◆ **Task prompt**: Repeat precisely, and only, the lines between the line containing "Please identify the blue" and the end of the listing below, both ends included.

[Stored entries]
# # # # #

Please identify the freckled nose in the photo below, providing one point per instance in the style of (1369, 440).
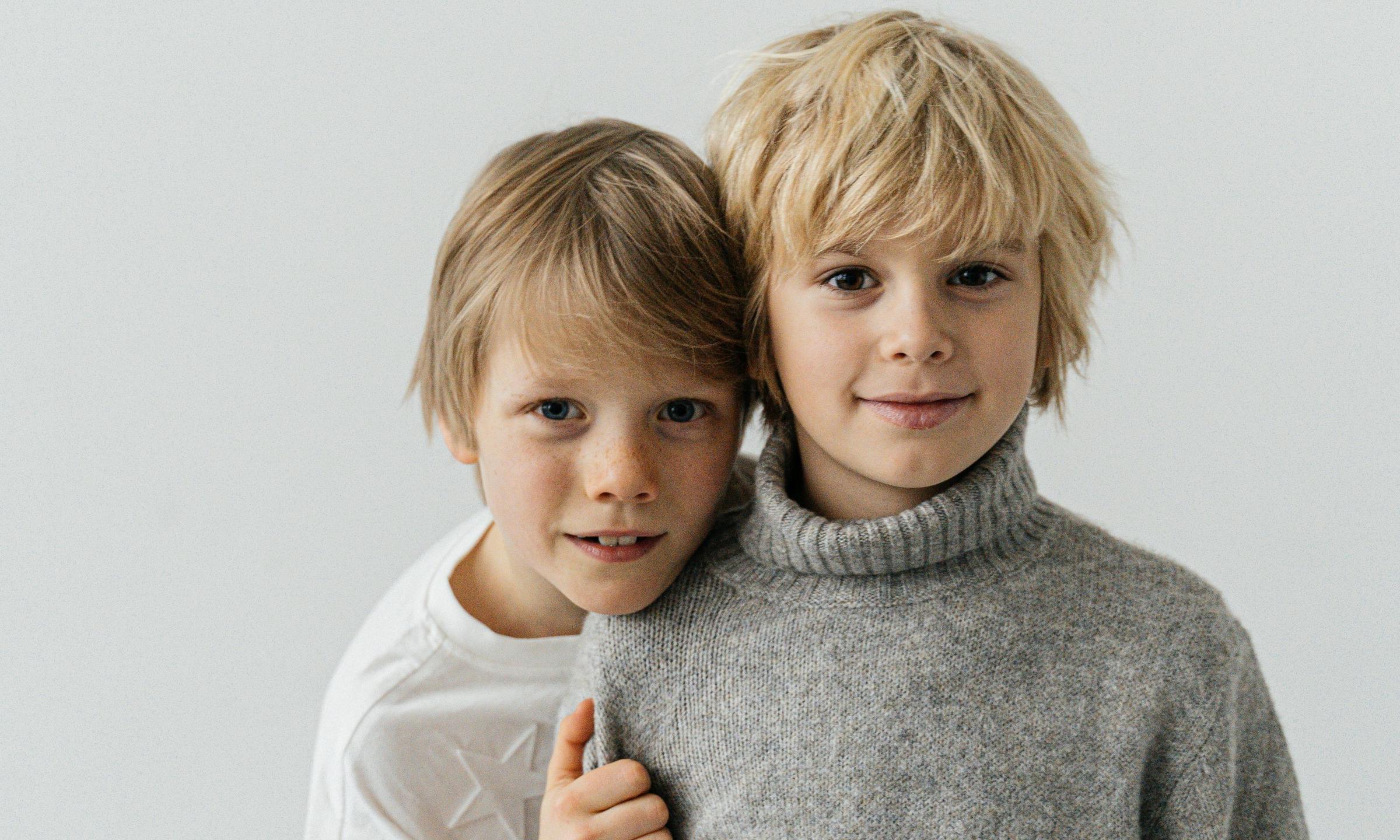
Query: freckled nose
(914, 332)
(622, 471)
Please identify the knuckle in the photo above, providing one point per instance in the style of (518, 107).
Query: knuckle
(657, 808)
(635, 774)
(566, 803)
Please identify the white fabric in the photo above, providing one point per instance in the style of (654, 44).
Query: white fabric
(435, 726)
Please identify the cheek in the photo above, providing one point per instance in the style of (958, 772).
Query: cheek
(524, 481)
(1010, 352)
(810, 346)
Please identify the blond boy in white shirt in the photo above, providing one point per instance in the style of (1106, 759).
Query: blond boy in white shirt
(583, 349)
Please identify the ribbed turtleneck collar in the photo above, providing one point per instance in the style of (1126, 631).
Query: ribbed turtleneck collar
(991, 503)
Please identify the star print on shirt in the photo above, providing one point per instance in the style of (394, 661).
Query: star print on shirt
(508, 790)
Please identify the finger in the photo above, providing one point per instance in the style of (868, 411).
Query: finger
(635, 818)
(611, 785)
(575, 732)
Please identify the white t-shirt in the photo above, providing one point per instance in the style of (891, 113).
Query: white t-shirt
(433, 724)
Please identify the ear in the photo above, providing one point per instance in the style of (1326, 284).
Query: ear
(459, 450)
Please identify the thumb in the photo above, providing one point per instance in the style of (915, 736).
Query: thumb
(568, 762)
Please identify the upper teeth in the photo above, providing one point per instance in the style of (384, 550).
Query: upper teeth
(618, 541)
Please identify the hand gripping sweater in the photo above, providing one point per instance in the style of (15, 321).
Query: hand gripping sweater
(982, 666)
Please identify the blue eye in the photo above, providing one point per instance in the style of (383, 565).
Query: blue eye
(849, 281)
(977, 276)
(684, 411)
(556, 410)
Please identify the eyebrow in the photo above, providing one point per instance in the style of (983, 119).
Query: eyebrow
(855, 249)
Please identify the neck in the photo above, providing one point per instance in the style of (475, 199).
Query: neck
(509, 597)
(992, 505)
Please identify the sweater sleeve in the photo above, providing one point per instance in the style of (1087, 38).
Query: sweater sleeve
(1240, 785)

# # # # #

◆ **The response**:
Please identify the blue eye in the photo above, providing one point per instance in the style of (383, 565).
Query: blue eye
(849, 281)
(977, 276)
(684, 411)
(556, 410)
Please identify the eyebrow in the photo above, providing one point per instance in the style of (983, 119).
Query: eyebrow
(855, 249)
Please identify the neck in the photo above, providing one point per instance in the style of (475, 199).
Query: neck
(509, 597)
(992, 505)
Please identify the sweater sleeve in the photo above, providing one point per instance in the style of (1087, 38).
Query: sweater sleeve
(1240, 785)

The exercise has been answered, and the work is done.